--- Task material Enclosed Below ---

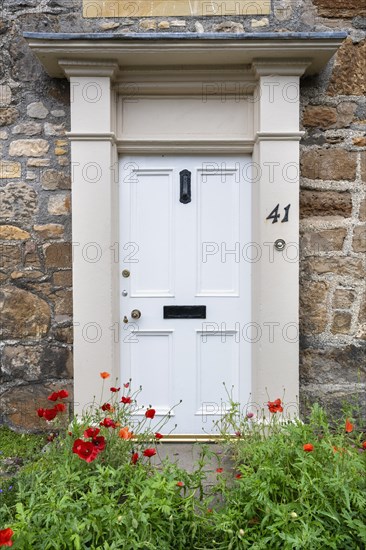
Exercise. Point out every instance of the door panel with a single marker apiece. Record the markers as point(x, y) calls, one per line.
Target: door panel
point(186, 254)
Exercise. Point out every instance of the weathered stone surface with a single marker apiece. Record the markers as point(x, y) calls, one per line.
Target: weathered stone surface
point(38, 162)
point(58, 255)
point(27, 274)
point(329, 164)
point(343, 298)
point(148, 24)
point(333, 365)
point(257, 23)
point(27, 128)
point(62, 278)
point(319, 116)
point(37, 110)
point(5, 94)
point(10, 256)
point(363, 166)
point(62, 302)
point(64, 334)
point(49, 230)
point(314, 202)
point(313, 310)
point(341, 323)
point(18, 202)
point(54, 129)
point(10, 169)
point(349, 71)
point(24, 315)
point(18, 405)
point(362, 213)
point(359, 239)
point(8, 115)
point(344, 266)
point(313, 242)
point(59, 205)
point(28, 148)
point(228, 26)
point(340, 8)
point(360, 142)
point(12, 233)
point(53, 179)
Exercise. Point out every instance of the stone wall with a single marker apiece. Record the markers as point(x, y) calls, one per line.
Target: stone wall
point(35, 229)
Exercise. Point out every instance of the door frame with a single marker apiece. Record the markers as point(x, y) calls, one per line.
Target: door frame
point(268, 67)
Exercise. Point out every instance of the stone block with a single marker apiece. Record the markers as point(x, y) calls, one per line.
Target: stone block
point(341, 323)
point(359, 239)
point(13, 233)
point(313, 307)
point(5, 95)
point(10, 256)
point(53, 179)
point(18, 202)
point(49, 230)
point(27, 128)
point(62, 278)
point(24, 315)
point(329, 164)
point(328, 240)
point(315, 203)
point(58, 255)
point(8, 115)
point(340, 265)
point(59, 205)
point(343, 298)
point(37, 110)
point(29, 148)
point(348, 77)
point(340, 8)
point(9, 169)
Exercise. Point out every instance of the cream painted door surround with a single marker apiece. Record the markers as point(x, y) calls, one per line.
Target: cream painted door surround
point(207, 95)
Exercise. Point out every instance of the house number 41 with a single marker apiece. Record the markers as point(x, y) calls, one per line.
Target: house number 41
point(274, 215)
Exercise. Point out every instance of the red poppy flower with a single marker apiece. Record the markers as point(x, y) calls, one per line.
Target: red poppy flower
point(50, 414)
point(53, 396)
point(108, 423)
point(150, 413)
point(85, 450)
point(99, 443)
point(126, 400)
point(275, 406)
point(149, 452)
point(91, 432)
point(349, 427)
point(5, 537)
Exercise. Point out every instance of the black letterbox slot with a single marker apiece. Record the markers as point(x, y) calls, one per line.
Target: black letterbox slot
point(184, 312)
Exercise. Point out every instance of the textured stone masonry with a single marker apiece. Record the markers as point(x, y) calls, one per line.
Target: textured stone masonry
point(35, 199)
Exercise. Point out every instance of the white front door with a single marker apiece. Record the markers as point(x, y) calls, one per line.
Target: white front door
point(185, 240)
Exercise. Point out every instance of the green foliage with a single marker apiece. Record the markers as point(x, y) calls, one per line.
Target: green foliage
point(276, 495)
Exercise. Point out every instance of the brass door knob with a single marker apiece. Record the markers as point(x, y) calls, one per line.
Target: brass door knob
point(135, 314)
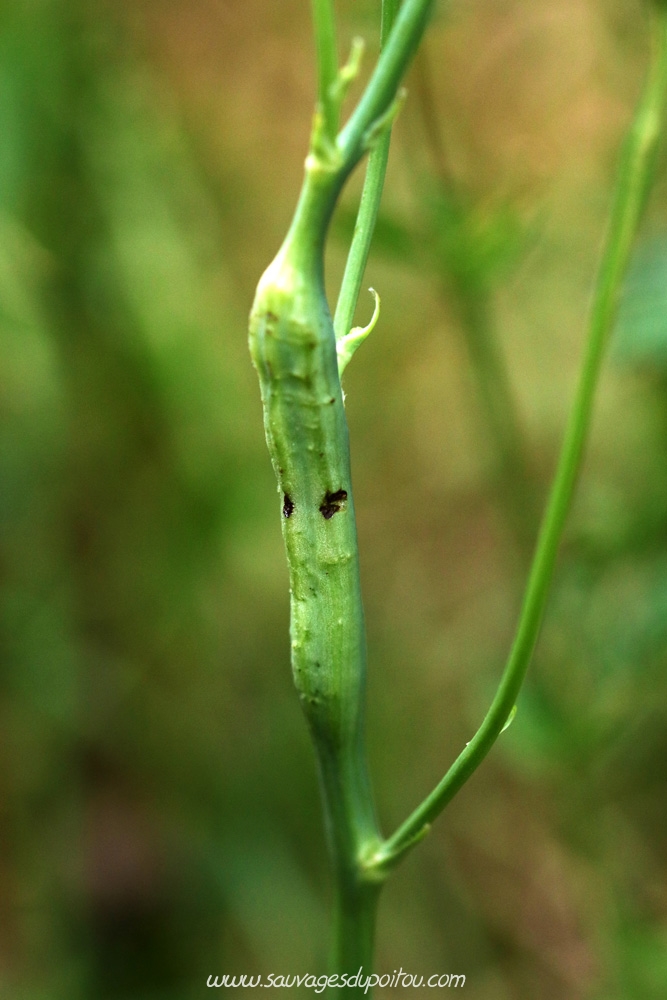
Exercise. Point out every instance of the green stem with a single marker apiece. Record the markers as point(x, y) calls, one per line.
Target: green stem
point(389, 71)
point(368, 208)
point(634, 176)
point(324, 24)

--- End of Enclosed Task material ---
--- Task material Enclosed Below ---

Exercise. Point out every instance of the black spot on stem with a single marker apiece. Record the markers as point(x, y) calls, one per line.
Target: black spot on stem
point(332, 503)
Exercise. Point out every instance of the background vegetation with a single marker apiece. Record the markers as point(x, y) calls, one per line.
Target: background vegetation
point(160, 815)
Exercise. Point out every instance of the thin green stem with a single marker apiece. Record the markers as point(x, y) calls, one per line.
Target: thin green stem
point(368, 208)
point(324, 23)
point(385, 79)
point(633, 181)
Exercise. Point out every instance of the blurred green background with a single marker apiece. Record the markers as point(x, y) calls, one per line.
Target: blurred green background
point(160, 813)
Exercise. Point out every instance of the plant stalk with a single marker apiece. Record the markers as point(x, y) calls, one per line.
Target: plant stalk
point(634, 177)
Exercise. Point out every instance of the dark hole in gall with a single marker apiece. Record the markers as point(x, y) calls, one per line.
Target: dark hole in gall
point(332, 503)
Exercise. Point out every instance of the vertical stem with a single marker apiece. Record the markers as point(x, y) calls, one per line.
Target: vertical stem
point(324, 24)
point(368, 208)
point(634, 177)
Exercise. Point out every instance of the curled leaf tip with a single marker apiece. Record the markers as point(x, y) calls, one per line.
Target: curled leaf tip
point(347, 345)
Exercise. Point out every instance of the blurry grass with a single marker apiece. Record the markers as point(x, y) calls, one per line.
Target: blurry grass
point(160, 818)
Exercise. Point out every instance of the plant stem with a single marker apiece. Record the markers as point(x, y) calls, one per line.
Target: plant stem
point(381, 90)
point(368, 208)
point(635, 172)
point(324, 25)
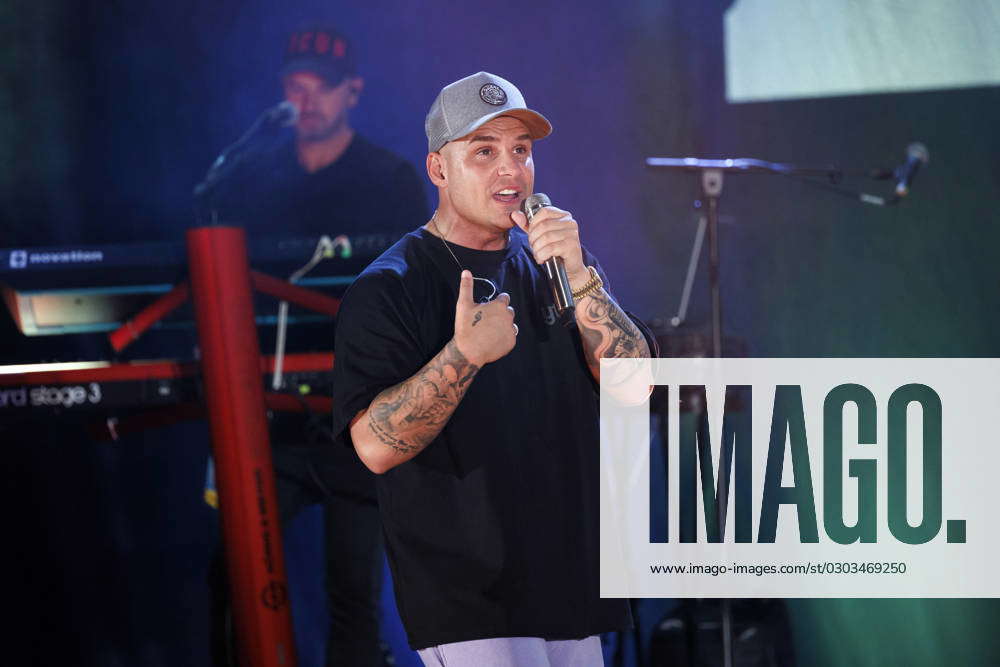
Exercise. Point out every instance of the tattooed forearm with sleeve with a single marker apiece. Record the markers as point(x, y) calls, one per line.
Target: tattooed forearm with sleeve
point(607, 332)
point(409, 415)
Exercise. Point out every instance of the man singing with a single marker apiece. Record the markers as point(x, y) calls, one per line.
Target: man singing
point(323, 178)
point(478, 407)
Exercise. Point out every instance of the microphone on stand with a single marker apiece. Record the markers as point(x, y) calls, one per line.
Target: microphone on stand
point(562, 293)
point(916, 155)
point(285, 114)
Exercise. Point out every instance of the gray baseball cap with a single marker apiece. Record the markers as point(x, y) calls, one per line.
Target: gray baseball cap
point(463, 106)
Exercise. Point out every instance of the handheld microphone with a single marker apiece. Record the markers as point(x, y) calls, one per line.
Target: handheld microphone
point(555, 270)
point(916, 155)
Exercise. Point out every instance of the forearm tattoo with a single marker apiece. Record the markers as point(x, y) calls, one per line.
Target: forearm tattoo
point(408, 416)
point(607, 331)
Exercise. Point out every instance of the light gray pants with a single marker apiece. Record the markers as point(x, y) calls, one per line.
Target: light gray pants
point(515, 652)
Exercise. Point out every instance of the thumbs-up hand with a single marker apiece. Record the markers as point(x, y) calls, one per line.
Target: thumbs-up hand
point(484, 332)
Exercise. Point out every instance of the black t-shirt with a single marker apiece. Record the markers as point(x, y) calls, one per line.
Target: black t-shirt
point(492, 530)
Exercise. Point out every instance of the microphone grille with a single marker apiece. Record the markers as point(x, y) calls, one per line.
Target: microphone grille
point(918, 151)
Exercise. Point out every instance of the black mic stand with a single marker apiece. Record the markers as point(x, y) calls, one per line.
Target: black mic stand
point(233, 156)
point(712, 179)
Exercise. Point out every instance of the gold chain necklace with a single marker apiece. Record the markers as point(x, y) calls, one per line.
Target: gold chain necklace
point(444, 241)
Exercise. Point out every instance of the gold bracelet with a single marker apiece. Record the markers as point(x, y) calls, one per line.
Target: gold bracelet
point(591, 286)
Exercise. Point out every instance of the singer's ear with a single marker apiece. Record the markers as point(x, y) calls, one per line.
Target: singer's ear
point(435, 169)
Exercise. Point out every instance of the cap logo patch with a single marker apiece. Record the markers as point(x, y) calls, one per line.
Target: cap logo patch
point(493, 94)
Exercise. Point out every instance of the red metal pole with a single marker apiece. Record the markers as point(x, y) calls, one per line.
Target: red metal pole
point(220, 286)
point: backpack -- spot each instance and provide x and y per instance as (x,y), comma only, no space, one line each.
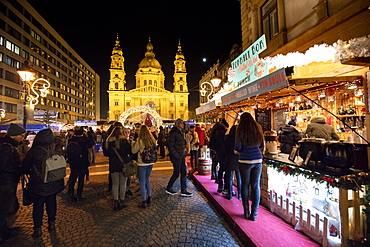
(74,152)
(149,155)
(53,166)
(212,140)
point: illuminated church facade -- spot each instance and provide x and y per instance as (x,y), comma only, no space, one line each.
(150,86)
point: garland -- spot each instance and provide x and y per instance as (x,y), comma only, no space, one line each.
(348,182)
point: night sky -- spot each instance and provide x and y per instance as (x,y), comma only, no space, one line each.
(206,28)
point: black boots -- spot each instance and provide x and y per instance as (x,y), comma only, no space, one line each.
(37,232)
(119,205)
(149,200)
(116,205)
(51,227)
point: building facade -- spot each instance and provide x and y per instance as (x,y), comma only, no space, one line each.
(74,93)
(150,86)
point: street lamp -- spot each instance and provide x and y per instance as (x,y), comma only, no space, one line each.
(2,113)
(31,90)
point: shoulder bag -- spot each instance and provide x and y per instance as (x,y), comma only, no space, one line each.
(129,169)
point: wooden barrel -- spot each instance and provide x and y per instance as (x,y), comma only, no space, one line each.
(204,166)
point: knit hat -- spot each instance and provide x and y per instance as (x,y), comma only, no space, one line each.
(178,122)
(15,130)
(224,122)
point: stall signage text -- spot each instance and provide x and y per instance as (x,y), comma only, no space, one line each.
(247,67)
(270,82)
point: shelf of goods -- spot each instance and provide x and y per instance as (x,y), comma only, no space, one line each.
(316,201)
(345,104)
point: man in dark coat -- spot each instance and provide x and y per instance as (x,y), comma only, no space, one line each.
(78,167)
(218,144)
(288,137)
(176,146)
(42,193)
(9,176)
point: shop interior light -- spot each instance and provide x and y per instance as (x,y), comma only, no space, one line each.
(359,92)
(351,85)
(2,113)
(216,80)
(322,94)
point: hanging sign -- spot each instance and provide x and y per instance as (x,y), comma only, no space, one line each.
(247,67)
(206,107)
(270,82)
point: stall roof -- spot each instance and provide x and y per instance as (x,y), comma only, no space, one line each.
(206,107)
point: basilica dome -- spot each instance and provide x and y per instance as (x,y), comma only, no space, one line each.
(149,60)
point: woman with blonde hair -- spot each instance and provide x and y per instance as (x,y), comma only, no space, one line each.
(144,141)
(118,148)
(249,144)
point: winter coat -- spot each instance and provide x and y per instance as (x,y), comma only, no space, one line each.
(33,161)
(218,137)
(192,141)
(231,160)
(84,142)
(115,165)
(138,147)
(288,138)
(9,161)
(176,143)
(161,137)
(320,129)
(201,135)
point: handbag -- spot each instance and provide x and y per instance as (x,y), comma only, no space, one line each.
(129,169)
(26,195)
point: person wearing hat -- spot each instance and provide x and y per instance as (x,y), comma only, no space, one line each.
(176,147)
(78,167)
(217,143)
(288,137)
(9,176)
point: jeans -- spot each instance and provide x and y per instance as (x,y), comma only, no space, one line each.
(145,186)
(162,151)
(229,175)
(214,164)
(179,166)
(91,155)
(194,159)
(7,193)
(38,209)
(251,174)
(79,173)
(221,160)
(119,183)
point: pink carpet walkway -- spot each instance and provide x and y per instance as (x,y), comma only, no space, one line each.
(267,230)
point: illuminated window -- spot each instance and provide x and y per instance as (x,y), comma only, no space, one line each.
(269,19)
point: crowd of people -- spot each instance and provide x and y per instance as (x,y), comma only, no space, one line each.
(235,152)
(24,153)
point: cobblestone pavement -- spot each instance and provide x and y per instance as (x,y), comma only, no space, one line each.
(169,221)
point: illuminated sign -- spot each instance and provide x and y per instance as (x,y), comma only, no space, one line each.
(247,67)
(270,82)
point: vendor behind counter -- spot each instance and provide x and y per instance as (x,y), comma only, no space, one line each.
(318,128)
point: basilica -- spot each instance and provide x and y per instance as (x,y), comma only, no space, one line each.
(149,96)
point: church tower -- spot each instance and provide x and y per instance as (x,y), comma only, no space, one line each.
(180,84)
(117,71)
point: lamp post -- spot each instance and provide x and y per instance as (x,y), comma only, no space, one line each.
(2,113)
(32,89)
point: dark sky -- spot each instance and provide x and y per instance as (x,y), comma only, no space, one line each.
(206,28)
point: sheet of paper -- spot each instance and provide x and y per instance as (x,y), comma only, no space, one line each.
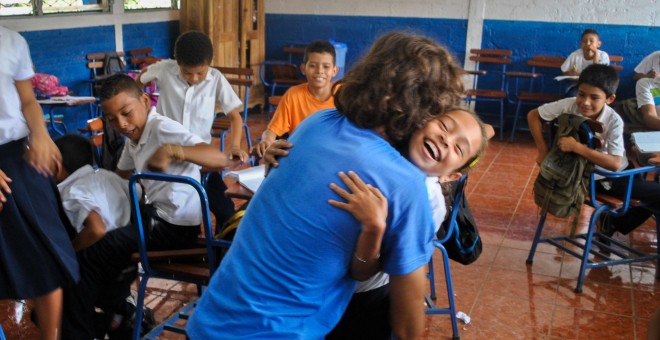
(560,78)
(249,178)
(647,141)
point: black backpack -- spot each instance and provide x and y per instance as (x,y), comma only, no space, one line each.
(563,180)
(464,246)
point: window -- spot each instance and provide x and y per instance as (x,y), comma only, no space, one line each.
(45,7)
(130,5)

--- End of Enclosed Task material ---
--- Task material Enclosed Below ---

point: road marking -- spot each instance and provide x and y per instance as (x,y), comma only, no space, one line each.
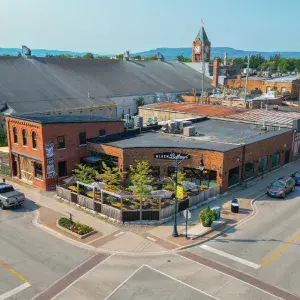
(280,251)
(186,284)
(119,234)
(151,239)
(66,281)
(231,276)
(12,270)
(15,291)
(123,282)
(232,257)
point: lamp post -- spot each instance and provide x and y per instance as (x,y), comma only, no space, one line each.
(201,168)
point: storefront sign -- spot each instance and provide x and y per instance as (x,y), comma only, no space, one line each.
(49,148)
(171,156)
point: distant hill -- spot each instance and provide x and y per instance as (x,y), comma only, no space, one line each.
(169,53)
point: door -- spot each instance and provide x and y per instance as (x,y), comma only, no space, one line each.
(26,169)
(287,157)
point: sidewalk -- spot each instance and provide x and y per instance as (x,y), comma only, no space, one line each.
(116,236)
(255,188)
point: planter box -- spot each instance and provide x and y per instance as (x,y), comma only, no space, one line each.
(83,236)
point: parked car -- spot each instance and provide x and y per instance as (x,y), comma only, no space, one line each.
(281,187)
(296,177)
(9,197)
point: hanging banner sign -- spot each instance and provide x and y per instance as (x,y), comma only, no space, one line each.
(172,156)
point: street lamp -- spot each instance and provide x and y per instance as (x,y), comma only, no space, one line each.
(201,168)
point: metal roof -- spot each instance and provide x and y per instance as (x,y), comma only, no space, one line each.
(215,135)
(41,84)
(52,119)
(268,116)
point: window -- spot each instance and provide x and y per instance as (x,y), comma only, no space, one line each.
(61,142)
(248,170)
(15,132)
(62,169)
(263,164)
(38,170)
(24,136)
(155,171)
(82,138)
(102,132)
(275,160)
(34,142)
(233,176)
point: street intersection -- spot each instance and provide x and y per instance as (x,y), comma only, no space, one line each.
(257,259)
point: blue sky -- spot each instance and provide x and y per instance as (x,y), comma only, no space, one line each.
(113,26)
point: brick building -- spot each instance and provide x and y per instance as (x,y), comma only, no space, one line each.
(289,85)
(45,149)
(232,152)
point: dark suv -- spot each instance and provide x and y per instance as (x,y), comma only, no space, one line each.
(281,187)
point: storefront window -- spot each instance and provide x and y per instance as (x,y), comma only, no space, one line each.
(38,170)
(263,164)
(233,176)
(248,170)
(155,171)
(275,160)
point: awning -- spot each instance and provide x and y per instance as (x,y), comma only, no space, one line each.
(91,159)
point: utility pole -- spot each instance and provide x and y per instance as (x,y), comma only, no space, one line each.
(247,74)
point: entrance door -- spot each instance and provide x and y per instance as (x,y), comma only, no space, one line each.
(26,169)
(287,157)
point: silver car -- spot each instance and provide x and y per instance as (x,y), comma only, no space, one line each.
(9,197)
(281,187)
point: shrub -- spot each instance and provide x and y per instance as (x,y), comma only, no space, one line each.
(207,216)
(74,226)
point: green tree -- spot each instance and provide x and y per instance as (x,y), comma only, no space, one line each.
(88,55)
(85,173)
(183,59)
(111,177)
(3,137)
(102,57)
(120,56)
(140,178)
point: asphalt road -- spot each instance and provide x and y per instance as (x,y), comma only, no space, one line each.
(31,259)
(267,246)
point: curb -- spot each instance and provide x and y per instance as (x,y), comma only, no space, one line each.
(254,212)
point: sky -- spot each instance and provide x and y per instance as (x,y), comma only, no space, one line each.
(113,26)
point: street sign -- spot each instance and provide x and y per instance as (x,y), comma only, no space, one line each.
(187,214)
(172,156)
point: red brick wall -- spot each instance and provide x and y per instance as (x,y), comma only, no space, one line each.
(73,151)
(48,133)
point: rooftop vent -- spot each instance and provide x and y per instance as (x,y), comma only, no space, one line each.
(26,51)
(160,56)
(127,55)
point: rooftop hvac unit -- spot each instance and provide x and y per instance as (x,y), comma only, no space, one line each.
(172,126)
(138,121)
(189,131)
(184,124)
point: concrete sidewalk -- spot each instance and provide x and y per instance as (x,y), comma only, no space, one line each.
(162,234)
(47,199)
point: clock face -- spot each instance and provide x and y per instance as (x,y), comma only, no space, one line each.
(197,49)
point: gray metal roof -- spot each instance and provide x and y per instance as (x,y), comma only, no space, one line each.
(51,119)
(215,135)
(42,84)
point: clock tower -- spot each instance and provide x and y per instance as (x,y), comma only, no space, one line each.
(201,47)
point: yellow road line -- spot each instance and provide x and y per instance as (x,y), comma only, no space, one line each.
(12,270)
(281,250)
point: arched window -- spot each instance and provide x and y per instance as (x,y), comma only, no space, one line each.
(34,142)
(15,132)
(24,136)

--- End of Enclosed Task material ---

◆ **Task requirements**
Retype, exactly and in full, the lines above from the one containing "Exercise. Point out every instance of the door panel" through the one containing "Exercise. Point out every instance of the stone block".

◆ **Exercise solution**
Exercise. Point out every instance of the door panel with a single marker apiece. Record the markers as point(x, y) calls, one per line.
Target: door panel
point(186, 254)
Exercise. Point out every instance of the weathered stone surface with a single marker apiece. Record the markers as point(x, y) calls, one per line.
Target: weathered stone surface
point(38, 162)
point(58, 255)
point(27, 274)
point(329, 164)
point(343, 298)
point(148, 24)
point(333, 365)
point(257, 23)
point(27, 128)
point(62, 278)
point(319, 116)
point(37, 110)
point(5, 94)
point(10, 256)
point(363, 166)
point(62, 302)
point(64, 334)
point(49, 230)
point(314, 202)
point(313, 310)
point(341, 323)
point(18, 202)
point(54, 129)
point(10, 169)
point(349, 71)
point(24, 315)
point(18, 405)
point(362, 213)
point(359, 239)
point(8, 115)
point(344, 266)
point(313, 242)
point(59, 205)
point(28, 148)
point(228, 26)
point(340, 8)
point(360, 142)
point(12, 233)
point(53, 179)
Exercise. Point out every instance of the stone wall with a single marker apiece. Record the markers as point(x, y) calls, one per line.
Target: stone wall
point(35, 229)
Exercise. Point out every instance of the door frame with a single marker apiece. Record the markers as point(x, y) calls, one per line.
Target: door frame
point(268, 67)
Exercise. Point out every instance of the stone block with a single marker apiece. Record the markers as point(x, y) calls, one per line.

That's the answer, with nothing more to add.